Excerpt to read:
▼▼▼

A woodpecker with a bright red cap and black back dusted with gold taps a beat upon his tree.
We stop for a ’toddy’ break. The misty white alcoholic distillation favoured by the locals here. Tapped from coconut trees by severing a palm frond limb and patching the wound with a clay pot to catch the exuding milky resin. It’s too early for a tipple for me and alcohol at this time has all but disappeared from my travel diet but I feel I must show willing. ‘This very kick!‘ explains Monachan. Meaning potent as it’s yesterdays batch. Not fresh. A little over fermented. Sure enough I have to realign my eyeballs after each sip, but do so until the glass is dry. We sit and drink and watch paddy field workers as they and their raggedy scarecrows fail to scare the crows.
Aside from the parade of small natural wonders the real pleasure of Keralan backwater excursions is the comfortable and candid observances of canal-village life that one can take in in these slow canoe perambulations.
Men bathe waist deep, white soap from top to torso to river. Young lads somersault into the canals happy that school and labour are out for the day. An impossibly perched cricket match ensues on a strip of land no more than five metres wide. Defensive blocks a speciality. The youth of India are adept at converting any topographical circumstance to serve their favourite game. I encourage one lad to ’pull one to the boundary!’ Young boys and girls fish with salvaged threads of nylon baited with thick white grains of Keralan rice or suddenly rear their heads up out of the waters where they were swimming unnoticed like pygmy hippos coming up for air. Their grins and nostrils flaring. One girl splashes all the way across to hand me a bloom and giggles and swims back to shore.
Behind all these little scenes sit the peoples’ homes. Though I know none of the ins and outs of the social history of these communities or how the land for them was formed or reclaimed; reclaimed it has been, though so voraciously fecund is the lush watered green Keralan landscape here that a constant war of attrition must be fought between Man’s and Nature’s mutual need of space. Tucked one besides the other along the narrow canal embankments, squat bungalow homes sit pretty, often painted in bright, almost gaudy, pastel colours so as to defy the universal green palette of the large drooping banana tree leaves and creeping sharpened fingers of coconut palm fronds that reach out to tickle them.

▲▲▲

Dataset content:
▼▼▼

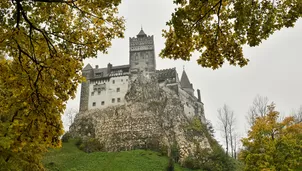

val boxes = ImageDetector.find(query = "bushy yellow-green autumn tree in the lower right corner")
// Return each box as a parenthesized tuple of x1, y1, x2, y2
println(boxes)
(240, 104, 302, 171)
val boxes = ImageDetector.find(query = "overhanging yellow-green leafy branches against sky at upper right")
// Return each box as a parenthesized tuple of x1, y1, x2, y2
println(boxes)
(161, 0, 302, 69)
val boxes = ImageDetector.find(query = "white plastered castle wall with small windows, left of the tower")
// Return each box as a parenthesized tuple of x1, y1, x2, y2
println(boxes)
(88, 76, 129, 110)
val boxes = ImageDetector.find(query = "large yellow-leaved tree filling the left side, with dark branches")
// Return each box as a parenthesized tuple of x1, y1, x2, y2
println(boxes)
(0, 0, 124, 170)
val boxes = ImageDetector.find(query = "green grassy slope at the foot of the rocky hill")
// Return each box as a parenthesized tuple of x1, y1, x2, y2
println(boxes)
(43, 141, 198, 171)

▲▲▲
▼▼▼

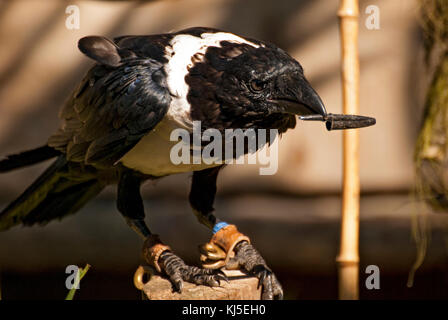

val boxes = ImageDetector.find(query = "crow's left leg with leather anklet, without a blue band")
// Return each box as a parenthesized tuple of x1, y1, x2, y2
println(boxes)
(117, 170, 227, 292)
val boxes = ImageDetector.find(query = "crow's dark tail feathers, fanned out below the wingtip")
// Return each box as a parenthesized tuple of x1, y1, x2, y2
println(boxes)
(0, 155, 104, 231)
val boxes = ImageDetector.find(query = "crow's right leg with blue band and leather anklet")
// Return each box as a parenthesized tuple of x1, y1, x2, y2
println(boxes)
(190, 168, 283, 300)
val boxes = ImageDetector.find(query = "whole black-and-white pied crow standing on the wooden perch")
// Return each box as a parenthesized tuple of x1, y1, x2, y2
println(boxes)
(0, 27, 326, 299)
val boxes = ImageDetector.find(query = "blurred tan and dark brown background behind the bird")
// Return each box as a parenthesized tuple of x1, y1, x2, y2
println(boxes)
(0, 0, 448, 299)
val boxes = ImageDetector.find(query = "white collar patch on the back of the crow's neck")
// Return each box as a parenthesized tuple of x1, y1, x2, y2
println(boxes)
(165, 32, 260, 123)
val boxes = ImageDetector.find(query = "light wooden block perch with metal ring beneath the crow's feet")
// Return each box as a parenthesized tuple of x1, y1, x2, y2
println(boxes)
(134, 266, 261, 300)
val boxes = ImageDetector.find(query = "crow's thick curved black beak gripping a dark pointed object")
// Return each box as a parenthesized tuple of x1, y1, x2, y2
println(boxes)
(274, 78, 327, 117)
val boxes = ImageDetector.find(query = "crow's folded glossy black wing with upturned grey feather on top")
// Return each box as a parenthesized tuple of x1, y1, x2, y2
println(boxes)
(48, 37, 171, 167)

▲▲▲
▼▼▼

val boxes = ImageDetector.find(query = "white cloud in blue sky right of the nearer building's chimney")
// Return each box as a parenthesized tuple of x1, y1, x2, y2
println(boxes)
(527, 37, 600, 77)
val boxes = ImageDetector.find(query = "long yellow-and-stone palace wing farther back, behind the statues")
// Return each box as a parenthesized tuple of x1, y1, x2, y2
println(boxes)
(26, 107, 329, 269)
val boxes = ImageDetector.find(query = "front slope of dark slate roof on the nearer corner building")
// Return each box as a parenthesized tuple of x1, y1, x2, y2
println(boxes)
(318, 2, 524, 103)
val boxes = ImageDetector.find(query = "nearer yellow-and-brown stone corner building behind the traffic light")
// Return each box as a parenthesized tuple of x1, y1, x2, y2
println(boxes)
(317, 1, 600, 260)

▲▲▲

Check your understanding:
1. In the paragraph of the Kerala backwaters account that begins "Men bathe waist deep," list every activity people are shown doing in or beside the canals.
2. According to the Kerala backwaters account, why are the bungalow homes along the canals painted in bright, almost gaudy, pastel colours?
3. Pick up the Kerala backwaters account after its last sentence and continue the writing in the same voice.
The material above comes from a separate source and is unrelated to the Kerala backwaters account.

Answers by item:
1.
- Men bathe waist deep with white soap.
- Young lads somersault into the canals.
- A cricket match is played on a strip of land no more than five metres wide.
- Young boys and girls fish with salvaged nylon threads baited with Keralan rice.
- Children rear their heads up out of the water where they were swimming unnoticed.
- One girl splashes across to hand the writer a bloom, then swims back to shore.

2. They are painted that way to defy the universal green palette of the surrounding vegetation. That green comes from the large drooping banana tree leaves and the coconut palm fronds that reach out toward the houses.

3.
The brick and concrete mainframes of the homes are built up on a foundation, a foot or two high, of stronger less porous stone for when the monsoon comes the rivers and their canal tributaries swell, burst and flood all the land about. The paddy plantations are submerged ushering in temporary unemployment. This being Sernan’s second seasonal job ( 200 Rupees / £2.70 a day for 6 hours of backbreaking labour under the sun) when the tourists down paddles and disappear leaving him without the 400 Rupees / £5.30 per gig, from the 1,000 Rupees / £13 I pay his boss for an 8 hour trip today and that he martyrs his heavily paddle-calloused hands to whenever he can.
But sometimes it’s just hard to take your eyes away from the waters within which all this natural and social vibrancy find their mirrored reflections. I get quite hypnotised by these visions of a green sunken world. As if the whole planet, parched by an overbearing sun had taken the plunge for a swim.
Often in these marshy backwater lands (if ‘land’ be the right word?) it’s often tricky to tell where solid earth ends and the ubiquitous waters begin. The colour green is continuous whatever its foundation be and the many splay footed birds that make this environment their home strut from one to the other without a falter in their step. Though of course the statuesque presence of herons usually indicates the hope of fish below.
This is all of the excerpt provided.